EXERCISE OBJECTIVE -> Format the lines below as a two-column CSV with the headers text and answer. Give one row for each line of wording: put that line in text and all the coordinate pairs that follow it in answer, quote each field, and replace line breaks with spaces.

#### DATA SHOWN ####

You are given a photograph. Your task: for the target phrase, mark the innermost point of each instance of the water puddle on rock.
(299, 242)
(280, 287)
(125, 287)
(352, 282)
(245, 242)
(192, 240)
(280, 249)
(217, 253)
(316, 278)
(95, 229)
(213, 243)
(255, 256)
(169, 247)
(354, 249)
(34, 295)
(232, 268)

####

CORRECT RESULT ->
text,answer
"You are given a photograph. Your task: for the target phrase, mark the innermost point of each instance of the water puddle on rock.","(299, 242) (280, 287) (125, 287) (352, 282) (245, 242) (192, 240) (280, 249) (217, 253) (316, 278) (95, 229) (213, 243) (255, 256) (169, 247) (354, 249) (34, 295) (232, 268)"